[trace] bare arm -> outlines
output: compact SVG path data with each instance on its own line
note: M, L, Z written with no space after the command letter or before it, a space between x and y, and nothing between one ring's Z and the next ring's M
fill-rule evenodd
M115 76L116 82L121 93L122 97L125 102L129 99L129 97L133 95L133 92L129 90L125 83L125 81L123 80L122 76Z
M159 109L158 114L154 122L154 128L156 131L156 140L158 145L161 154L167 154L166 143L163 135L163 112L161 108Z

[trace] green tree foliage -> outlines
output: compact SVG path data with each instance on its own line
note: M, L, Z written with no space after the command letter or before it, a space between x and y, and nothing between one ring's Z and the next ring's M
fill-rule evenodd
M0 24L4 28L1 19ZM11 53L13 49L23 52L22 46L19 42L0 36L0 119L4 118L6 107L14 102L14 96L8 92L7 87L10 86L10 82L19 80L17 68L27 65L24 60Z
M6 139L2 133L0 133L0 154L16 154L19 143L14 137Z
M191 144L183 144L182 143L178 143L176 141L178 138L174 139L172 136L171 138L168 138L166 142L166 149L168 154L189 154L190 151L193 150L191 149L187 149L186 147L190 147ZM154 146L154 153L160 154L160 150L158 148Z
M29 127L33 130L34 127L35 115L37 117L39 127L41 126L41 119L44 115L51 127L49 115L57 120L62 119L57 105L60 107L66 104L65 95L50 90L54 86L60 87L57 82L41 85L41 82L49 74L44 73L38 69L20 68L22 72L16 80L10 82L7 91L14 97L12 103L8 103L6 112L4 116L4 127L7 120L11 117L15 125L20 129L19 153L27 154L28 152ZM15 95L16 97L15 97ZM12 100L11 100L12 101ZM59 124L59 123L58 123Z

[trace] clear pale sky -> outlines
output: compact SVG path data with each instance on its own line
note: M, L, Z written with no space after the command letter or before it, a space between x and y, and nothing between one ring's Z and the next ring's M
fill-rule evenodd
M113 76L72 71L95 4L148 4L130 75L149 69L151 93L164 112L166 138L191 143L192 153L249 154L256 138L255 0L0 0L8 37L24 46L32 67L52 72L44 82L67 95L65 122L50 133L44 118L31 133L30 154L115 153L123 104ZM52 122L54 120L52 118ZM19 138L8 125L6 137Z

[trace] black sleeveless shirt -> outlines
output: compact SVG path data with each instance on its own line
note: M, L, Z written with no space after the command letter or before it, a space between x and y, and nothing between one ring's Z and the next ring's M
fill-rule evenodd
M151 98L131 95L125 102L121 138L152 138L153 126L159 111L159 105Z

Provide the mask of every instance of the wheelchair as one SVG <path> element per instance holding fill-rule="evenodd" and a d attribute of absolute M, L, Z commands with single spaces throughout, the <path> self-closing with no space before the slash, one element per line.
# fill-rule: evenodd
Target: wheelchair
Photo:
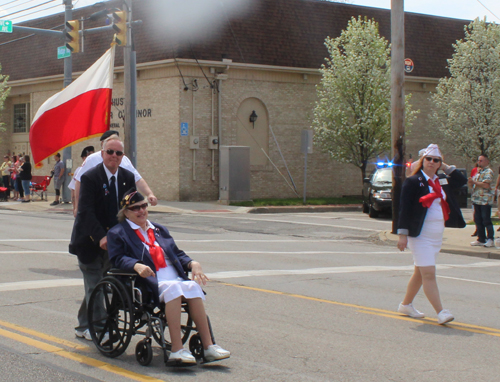
<path fill-rule="evenodd" d="M 104 356 L 115 358 L 123 354 L 132 336 L 144 335 L 135 347 L 135 357 L 139 364 L 148 366 L 153 359 L 152 339 L 162 348 L 166 366 L 186 366 L 179 362 L 169 362 L 171 343 L 165 317 L 165 304 L 155 306 L 152 293 L 137 285 L 135 272 L 111 269 L 92 292 L 87 315 L 89 331 L 96 348 Z M 215 344 L 210 319 L 207 316 L 212 341 Z M 204 359 L 201 337 L 189 314 L 187 303 L 182 304 L 182 343 L 189 340 L 189 350 L 198 362 Z"/>

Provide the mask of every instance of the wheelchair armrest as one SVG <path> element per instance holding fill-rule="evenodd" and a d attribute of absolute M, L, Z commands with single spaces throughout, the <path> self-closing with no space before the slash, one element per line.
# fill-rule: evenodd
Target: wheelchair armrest
<path fill-rule="evenodd" d="M 119 269 L 119 268 L 111 268 L 108 271 L 108 275 L 109 276 L 138 276 L 137 272 L 128 272 L 128 271 L 124 271 L 123 269 Z"/>

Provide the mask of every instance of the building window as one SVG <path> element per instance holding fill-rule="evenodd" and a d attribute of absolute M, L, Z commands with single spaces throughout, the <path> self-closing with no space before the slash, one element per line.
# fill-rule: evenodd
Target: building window
<path fill-rule="evenodd" d="M 19 103 L 17 105 L 14 105 L 14 133 L 29 133 L 29 115 L 29 103 Z"/>

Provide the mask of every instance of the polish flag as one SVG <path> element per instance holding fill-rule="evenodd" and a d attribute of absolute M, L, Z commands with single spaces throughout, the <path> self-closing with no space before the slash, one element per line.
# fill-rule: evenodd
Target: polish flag
<path fill-rule="evenodd" d="M 36 112 L 30 129 L 33 163 L 109 129 L 115 45 Z"/>

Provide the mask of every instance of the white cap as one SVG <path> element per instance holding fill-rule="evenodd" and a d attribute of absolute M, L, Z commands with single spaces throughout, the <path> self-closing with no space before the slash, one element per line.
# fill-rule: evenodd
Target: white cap
<path fill-rule="evenodd" d="M 442 158 L 443 156 L 441 155 L 441 150 L 439 150 L 438 145 L 431 143 L 427 148 L 425 149 L 425 156 L 430 155 L 433 157 L 439 157 Z"/>

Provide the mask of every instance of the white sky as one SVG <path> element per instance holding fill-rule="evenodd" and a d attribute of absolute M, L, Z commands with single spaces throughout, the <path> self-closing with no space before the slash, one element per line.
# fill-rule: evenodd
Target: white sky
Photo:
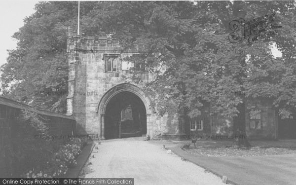
<path fill-rule="evenodd" d="M 6 50 L 15 48 L 16 46 L 16 40 L 11 36 L 24 25 L 24 18 L 35 12 L 34 5 L 38 1 L 37 0 L 0 0 L 0 35 L 2 38 L 0 44 L 0 66 L 6 62 L 8 57 Z M 272 52 L 276 57 L 281 55 L 279 51 L 277 52 L 275 47 L 272 49 Z"/>

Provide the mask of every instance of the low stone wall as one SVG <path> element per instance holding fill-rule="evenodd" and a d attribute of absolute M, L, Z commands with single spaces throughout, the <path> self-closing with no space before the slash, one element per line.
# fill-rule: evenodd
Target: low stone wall
<path fill-rule="evenodd" d="M 29 111 L 40 115 L 48 127 L 48 135 L 64 136 L 75 134 L 75 119 L 69 116 L 49 111 L 34 109 L 28 105 L 12 100 L 0 97 L 0 178 L 11 177 L 16 169 L 13 161 L 9 160 L 12 156 L 9 150 L 13 149 L 13 141 L 19 135 L 25 135 L 20 129 L 17 118 L 23 111 Z M 45 139 L 42 134 L 26 136 L 26 139 Z M 22 151 L 18 151 L 21 152 Z M 17 152 L 16 152 L 17 153 Z M 12 156 L 16 157 L 17 156 Z"/>

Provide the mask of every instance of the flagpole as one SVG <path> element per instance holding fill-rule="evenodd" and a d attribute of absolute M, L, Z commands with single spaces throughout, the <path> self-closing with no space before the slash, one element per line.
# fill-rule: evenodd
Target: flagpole
<path fill-rule="evenodd" d="M 80 1 L 78 1 L 78 28 L 77 30 L 77 35 L 79 35 L 79 19 L 80 17 Z"/>

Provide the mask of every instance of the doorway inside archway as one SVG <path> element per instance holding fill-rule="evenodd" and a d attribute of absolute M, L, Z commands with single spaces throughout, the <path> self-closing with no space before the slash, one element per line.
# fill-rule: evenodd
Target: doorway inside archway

####

• _Cel zadania_: Zamień wszystkie pozycje powyżej na listę JSON z napisami, po jednym napisie na każdy wiersz, z pominięciem pustych wierszy. Obrazów nie umieszczaj w odpowiedzi.

• _Odpowiedź poniżej_:
[
  "[trace] bare arm -> outlines",
  "output: compact SVG path data with each instance on its own line",
  "note: M, L, Z written with no space after the command letter or before it, a space between x and y, and nothing between one ring's Z and the next ring's M",
  "fill-rule evenodd",
  "M115 76L116 82L121 93L122 97L125 102L129 99L129 97L133 95L133 92L129 90L125 83L125 81L123 80L122 76Z",
  "M159 109L158 114L154 122L154 128L156 131L156 140L158 145L161 154L167 154L166 143L163 135L163 112L161 108Z",
  "[trace] green tree foliage -> outlines",
  "output: compact SVG path data with each instance on its own line",
  "note: M, L, Z written with no space after the command letter or before it, a space between x and y, and nothing between one ring's Z and the next ring's M",
  "fill-rule evenodd",
  "M0 24L4 28L1 19ZM11 53L13 49L23 52L22 46L19 42L0 36L0 119L4 118L6 107L14 102L14 96L8 92L7 87L10 86L10 82L19 80L17 68L27 65L24 60Z",
  "M6 139L2 133L0 133L0 154L16 154L19 143L14 137Z",
  "M191 144L183 144L182 143L178 143L176 141L178 138L174 139L172 136L171 138L168 138L166 142L166 149L168 154L189 154L190 151L193 150L191 149L187 149L186 147L190 147ZM154 146L154 153L160 154L160 150L158 148Z",
  "M29 127L33 130L34 127L35 115L37 117L39 127L41 126L41 119L44 115L51 127L49 115L57 120L62 119L57 105L60 107L66 104L65 95L50 90L54 86L60 87L57 82L41 85L41 82L49 74L44 73L38 69L20 68L22 72L16 80L10 82L7 91L14 97L12 103L8 103L6 112L4 116L4 127L7 120L11 117L15 125L20 129L19 153L27 154L28 152ZM15 95L16 97L15 97ZM12 100L11 100L12 101ZM59 124L59 123L58 123Z",
  "[trace] clear pale sky -> outlines",
  "output: compact SVG path data with each instance on its own line",
  "note: M, L, Z written with no space after the command letter or before it, a space between x and y, and nothing between one ring's Z and the next ring's M",
  "fill-rule evenodd",
  "M113 76L72 71L95 4L148 4L130 75L149 69L151 93L164 112L166 138L191 143L192 153L249 154L256 138L255 0L0 0L8 37L24 46L32 67L52 72L44 82L67 95L65 122L50 133L44 118L31 133L30 154L115 153L123 104ZM52 122L54 120L52 118ZM19 138L8 125L6 137Z",
  "[trace] black sleeveless shirt -> outlines",
  "output: compact SVG path data with each instance on its own line",
  "note: M, L, Z written with no space after the command letter or before it, a space between x and y, and nothing between one ring's Z and the next ring's M",
  "fill-rule evenodd",
  "M151 98L131 95L125 102L121 138L152 138L153 126L159 111L159 105Z",
  "Provide the mask of every instance of the wheelchair as one SVG <path> element per instance holding fill-rule=\"evenodd\" and a d attribute of absolute M, L, Z commands with single spaces throughout, the <path> self-closing with no space before the slash, one element per line.",
  "# fill-rule: evenodd",
  "Target: wheelchair",
  "Photo:",
  "<path fill-rule=\"evenodd\" d=\"M 104 356 L 115 358 L 123 354 L 132 336 L 144 335 L 135 347 L 135 357 L 139 364 L 148 366 L 153 359 L 152 339 L 162 348 L 166 366 L 186 366 L 179 362 L 169 362 L 171 343 L 165 317 L 165 304 L 155 306 L 152 293 L 137 285 L 135 272 L 111 269 L 92 292 L 87 315 L 89 331 L 96 348 Z M 215 344 L 210 319 L 207 316 L 212 341 Z M 204 359 L 201 337 L 189 314 L 187 303 L 182 304 L 182 343 L 189 340 L 189 350 L 198 362 Z\"/>",
  "Provide the mask of every instance of the wheelchair armrest as one SVG <path> element per instance holding fill-rule=\"evenodd\" and a d attribute of absolute M, L, Z commands with single spaces throughout, the <path> self-closing with no space before the slash, one element per line.",
  "# fill-rule: evenodd",
  "Target: wheelchair armrest",
  "<path fill-rule=\"evenodd\" d=\"M 119 269 L 119 268 L 111 268 L 108 271 L 108 275 L 109 276 L 138 276 L 137 272 L 128 272 L 128 271 L 124 271 L 123 269 Z\"/>",
  "Provide the mask of every instance of the building window as one SVG <path> element per instance holding fill-rule=\"evenodd\" and a d attribute of absolute M, L, Z commands with single spaces throughout, the <path> self-closing with no space before the slash, one element per line.",
  "# fill-rule: evenodd",
  "Target: building window",
  "<path fill-rule=\"evenodd\" d=\"M 19 103 L 17 105 L 14 105 L 14 133 L 29 133 L 29 115 L 29 103 Z\"/>",
  "Provide the mask of every instance of the polish flag as one SVG <path> element per instance holding fill-rule=\"evenodd\" and a d attribute of absolute M, L, Z commands with single spaces throughout, the <path> self-closing with no space before the slash, one element per line.",
  "# fill-rule: evenodd",
  "Target: polish flag",
  "<path fill-rule=\"evenodd\" d=\"M 36 112 L 30 129 L 33 163 L 109 129 L 115 45 Z\"/>",
  "Provide the mask of every instance of the white cap as one SVG <path> element per instance holding fill-rule=\"evenodd\" and a d attribute of absolute M, L, Z commands with single spaces throughout, the <path> self-closing with no space before the slash, one element per line.",
  "# fill-rule: evenodd",
  "Target: white cap",
  "<path fill-rule=\"evenodd\" d=\"M 442 158 L 443 156 L 441 155 L 441 150 L 439 150 L 438 145 L 431 143 L 427 148 L 425 149 L 425 156 L 430 155 L 433 157 L 439 157 Z\"/>",
  "Provide the mask of every instance of the white sky as one SVG <path> element per instance holding fill-rule=\"evenodd\" and a d attribute of absolute M, L, Z commands with single spaces throughout, the <path> self-closing with no space before the slash, one element per line.",
  "# fill-rule: evenodd",
  "Target: white sky",
  "Photo:",
  "<path fill-rule=\"evenodd\" d=\"M 6 50 L 15 48 L 16 46 L 16 40 L 11 36 L 24 25 L 24 18 L 35 12 L 34 5 L 38 1 L 37 0 L 0 0 L 0 35 L 2 38 L 0 44 L 0 66 L 6 62 L 8 57 Z M 272 52 L 276 57 L 281 55 L 279 51 L 277 52 L 275 47 L 272 49 Z\"/>",
  "Provide the mask of every instance of the low stone wall as one SVG <path> element per instance holding fill-rule=\"evenodd\" and a d attribute of absolute M, L, Z commands with single spaces throughout, the <path> self-closing with no space before the slash, one element per line.",
  "# fill-rule: evenodd",
  "Target: low stone wall",
  "<path fill-rule=\"evenodd\" d=\"M 29 111 L 40 115 L 48 127 L 48 135 L 64 136 L 75 134 L 75 119 L 69 116 L 49 111 L 34 109 L 28 105 L 12 100 L 0 97 L 0 178 L 11 177 L 16 169 L 13 161 L 9 160 L 12 156 L 9 150 L 13 149 L 13 141 L 19 135 L 25 135 L 20 129 L 17 118 L 23 111 Z M 45 139 L 42 134 L 26 136 L 26 139 Z M 22 151 L 18 151 L 21 152 Z M 17 152 L 16 152 L 17 153 Z M 12 156 L 16 157 L 17 156 Z\"/>",
  "Provide the mask of every instance of the flagpole as one SVG <path> element per instance holding fill-rule=\"evenodd\" and a d attribute of absolute M, L, Z commands with single spaces throughout, the <path> self-closing with no space before the slash, one element per line.",
  "# fill-rule: evenodd",
  "Target: flagpole",
  "<path fill-rule=\"evenodd\" d=\"M 80 1 L 78 1 L 78 28 L 77 30 L 77 35 L 79 35 L 79 19 L 80 17 Z\"/>",
  "Provide the mask of every instance of the doorway inside archway as one SVG <path> element per instance holding fill-rule=\"evenodd\" and a d attribute of absolute M, L, Z commands with single spaces throughout, the <path> self-closing with no space before the slash, one element per line.",
  "# fill-rule: evenodd",
  "Target: doorway inside archway"
]